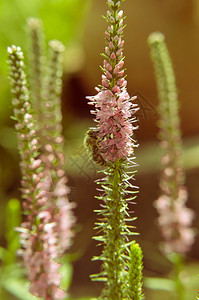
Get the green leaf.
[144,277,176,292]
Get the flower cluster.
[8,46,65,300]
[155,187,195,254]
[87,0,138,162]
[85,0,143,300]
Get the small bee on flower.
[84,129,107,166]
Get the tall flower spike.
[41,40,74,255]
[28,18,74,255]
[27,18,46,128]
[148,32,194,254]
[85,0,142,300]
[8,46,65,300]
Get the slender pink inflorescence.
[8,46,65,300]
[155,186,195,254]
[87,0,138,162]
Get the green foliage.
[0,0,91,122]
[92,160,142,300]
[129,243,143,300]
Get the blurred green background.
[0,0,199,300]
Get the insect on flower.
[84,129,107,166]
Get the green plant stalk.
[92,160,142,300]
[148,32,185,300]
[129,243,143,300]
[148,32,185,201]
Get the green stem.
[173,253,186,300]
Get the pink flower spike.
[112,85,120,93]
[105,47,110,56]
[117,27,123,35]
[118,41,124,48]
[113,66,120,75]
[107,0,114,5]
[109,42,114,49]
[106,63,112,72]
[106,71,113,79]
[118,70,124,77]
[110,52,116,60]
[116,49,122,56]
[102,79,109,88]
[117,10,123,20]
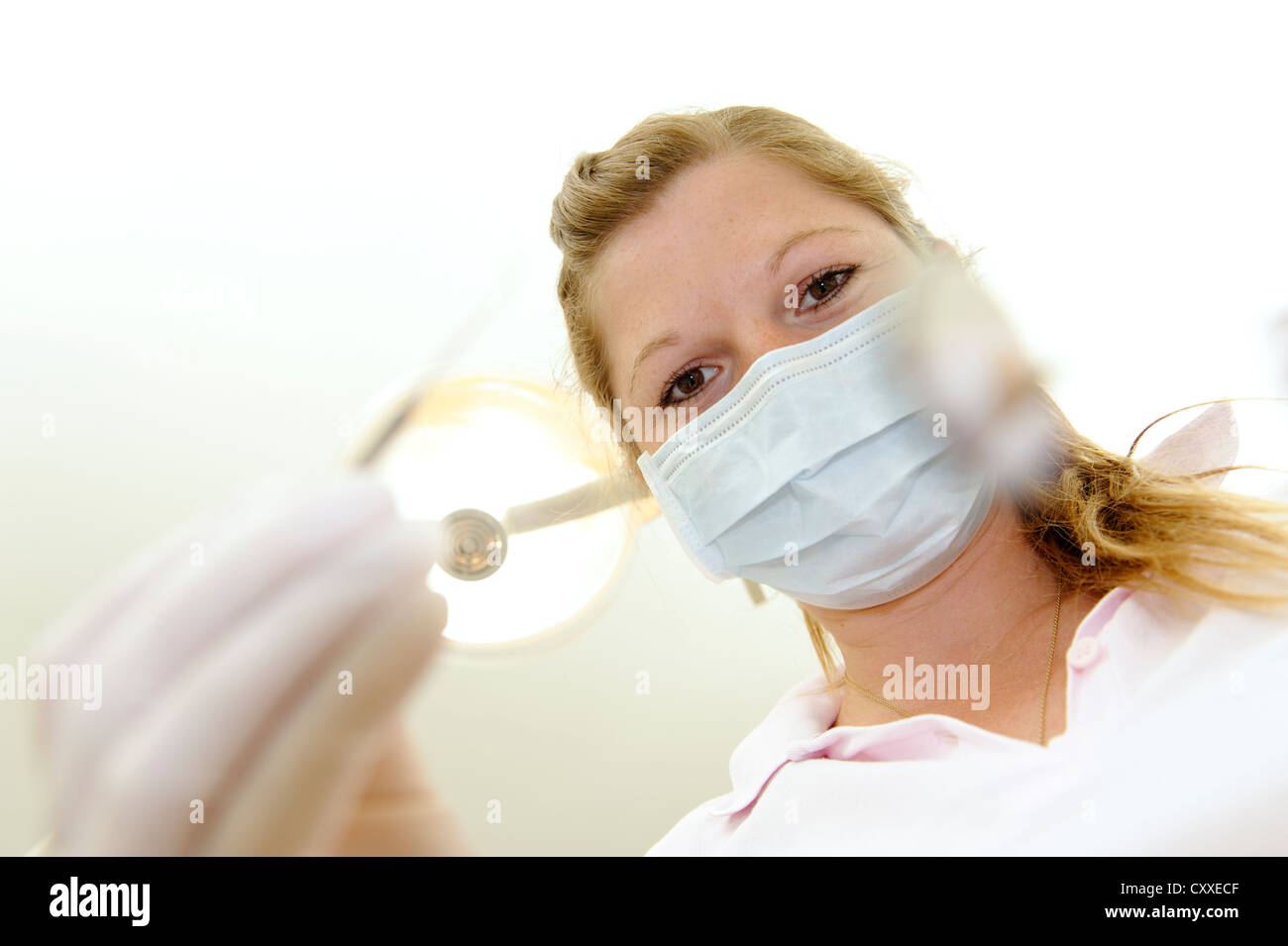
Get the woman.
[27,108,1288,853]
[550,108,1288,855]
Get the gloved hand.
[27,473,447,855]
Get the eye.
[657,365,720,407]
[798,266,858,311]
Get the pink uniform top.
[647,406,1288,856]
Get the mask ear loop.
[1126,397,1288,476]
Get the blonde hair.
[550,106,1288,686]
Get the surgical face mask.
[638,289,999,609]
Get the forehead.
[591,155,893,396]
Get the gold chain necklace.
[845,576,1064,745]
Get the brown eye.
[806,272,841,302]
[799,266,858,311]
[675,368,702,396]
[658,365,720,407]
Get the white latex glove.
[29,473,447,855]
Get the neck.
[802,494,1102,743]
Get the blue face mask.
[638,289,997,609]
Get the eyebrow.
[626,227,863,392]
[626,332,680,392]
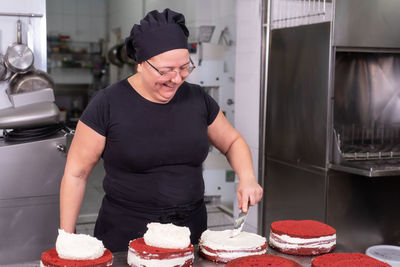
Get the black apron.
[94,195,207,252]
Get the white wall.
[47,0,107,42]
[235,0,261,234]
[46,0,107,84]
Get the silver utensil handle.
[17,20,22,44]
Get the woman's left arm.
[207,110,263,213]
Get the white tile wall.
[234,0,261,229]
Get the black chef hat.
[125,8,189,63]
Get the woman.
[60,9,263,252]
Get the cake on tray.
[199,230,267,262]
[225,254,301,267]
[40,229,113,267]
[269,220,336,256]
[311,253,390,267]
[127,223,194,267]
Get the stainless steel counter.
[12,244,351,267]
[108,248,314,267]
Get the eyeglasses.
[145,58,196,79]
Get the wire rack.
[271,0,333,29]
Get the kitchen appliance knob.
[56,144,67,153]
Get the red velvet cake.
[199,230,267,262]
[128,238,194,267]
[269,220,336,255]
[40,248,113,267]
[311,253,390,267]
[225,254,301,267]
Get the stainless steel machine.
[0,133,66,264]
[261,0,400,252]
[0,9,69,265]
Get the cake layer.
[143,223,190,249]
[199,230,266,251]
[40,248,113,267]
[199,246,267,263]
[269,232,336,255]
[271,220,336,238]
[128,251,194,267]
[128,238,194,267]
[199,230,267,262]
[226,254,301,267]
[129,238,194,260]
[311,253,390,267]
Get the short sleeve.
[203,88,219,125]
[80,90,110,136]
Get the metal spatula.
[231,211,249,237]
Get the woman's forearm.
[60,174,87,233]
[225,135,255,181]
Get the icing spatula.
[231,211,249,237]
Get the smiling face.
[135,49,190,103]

# [Exercise prompt]
Format every line of the items above as a JSON list of strings, one string per line, with blank lines skipped and the pictures left out.

# [Written answer]
[
  "Get the green leaf.",
  "[144,277,176,292]",
  "Get the flower cluster.",
  "[8,46,65,300]",
  "[155,187,195,254]",
  "[87,0,138,162]",
  "[85,0,143,300]",
  "Get the small bee on flower.",
  "[84,129,107,166]",
  "Get the tall flower spike.",
  "[41,40,74,255]",
  "[28,18,74,255]",
  "[27,18,46,128]",
  "[148,32,194,254]",
  "[85,0,142,300]",
  "[8,46,65,300]",
  "Get the slender pink inflorescence.",
  "[8,46,65,300]",
  "[155,186,195,254]",
  "[87,0,138,162]",
  "Get the green foliage.",
  "[0,0,91,122]",
  "[92,160,142,300]",
  "[129,243,143,300]",
  "Get the blurred green background.",
  "[0,0,199,300]",
  "Get the insect on flower.",
  "[84,129,107,166]",
  "Get the green plant stalk.",
  "[92,160,142,300]",
  "[148,32,185,300]",
  "[129,243,143,300]",
  "[148,32,185,201]",
  "Get the green stem.",
  "[173,253,186,300]",
  "Get the pink flower spike.",
  "[112,85,120,93]",
  "[105,47,110,56]",
  "[117,27,123,35]",
  "[118,41,124,48]",
  "[113,66,120,75]",
  "[107,0,114,5]",
  "[109,42,114,49]",
  "[106,63,112,72]",
  "[106,71,113,79]",
  "[118,70,124,77]",
  "[110,52,116,60]",
  "[116,49,122,56]",
  "[102,79,109,88]",
  "[117,10,123,20]",
  "Get the woman.",
  "[27,108,1288,853]",
  "[550,108,1288,855]",
  "Get the gloved hand.",
  "[27,473,447,855]",
  "Get the eye.",
  "[657,365,720,407]",
  "[798,266,858,311]",
  "Get the pink uniform top.",
  "[647,406,1288,856]",
  "Get the mask ear loop.",
  "[1126,397,1288,476]",
  "Get the blonde hair.",
  "[550,106,1288,686]",
  "Get the surgical face mask.",
  "[638,289,999,609]",
  "Get the forehead.",
  "[591,155,893,396]",
  "Get the gold chain necklace.",
  "[845,576,1064,745]",
  "Get the brown eye.",
  "[806,272,841,302]",
  "[799,266,858,311]",
  "[675,368,702,396]",
  "[658,365,720,407]",
  "Get the white latex glove.",
  "[29,473,447,855]",
  "Get the neck.",
  "[802,494,1102,743]",
  "Get the blue face mask.",
  "[638,289,997,609]",
  "Get the eyebrow.",
  "[626,227,863,392]",
  "[626,332,680,392]",
  "Get the black apron.",
  "[94,195,207,252]",
  "Get the white wall.",
  "[47,0,107,42]",
  "[235,0,261,234]",
  "[46,0,107,84]",
  "Get the silver utensil handle.",
  "[17,20,22,44]",
  "Get the woman's left arm.",
  "[207,110,263,213]",
  "Get the white tile wall.",
  "[234,0,261,229]",
  "Get the black chef hat.",
  "[125,8,189,63]",
  "Get the woman.",
  "[60,9,263,252]",
  "Get the cake on tray.",
  "[199,230,267,262]",
  "[225,254,301,267]",
  "[40,229,113,267]",
  "[269,220,336,256]",
  "[311,253,390,267]",
  "[127,223,194,267]",
  "Get the stainless steel counter.",
  "[12,244,351,267]",
  "[108,248,314,267]",
  "Get the eyeglasses.",
  "[145,58,196,79]",
  "Get the wire rack.",
  "[271,0,333,29]",
  "Get the kitchen appliance knob.",
  "[56,144,67,153]",
  "Get the red velvet cake.",
  "[199,230,267,262]",
  "[128,238,194,267]",
  "[269,220,336,255]",
  "[40,248,113,267]",
  "[311,253,390,267]",
  "[225,254,301,267]",
  "Get the stainless steel machine.",
  "[0,133,66,264]",
  "[261,0,400,252]",
  "[0,9,69,265]",
  "Get the cake layer.",
  "[143,223,190,249]",
  "[199,230,266,251]",
  "[40,248,113,267]",
  "[199,246,267,263]",
  "[269,232,336,255]",
  "[271,220,336,238]",
  "[128,251,194,267]",
  "[128,238,194,267]",
  "[199,230,267,262]",
  "[226,254,301,267]",
  "[129,238,194,260]",
  "[311,253,390,267]",
  "Get the short sleeve.",
  "[203,88,219,125]",
  "[80,90,110,136]",
  "Get the metal spatula.",
  "[231,211,249,237]",
  "Get the woman's forearm.",
  "[60,174,87,233]",
  "[225,135,255,181]",
  "Get the icing spatula.",
  "[231,211,249,237]",
  "Get the smiling face.",
  "[135,49,190,103]"
]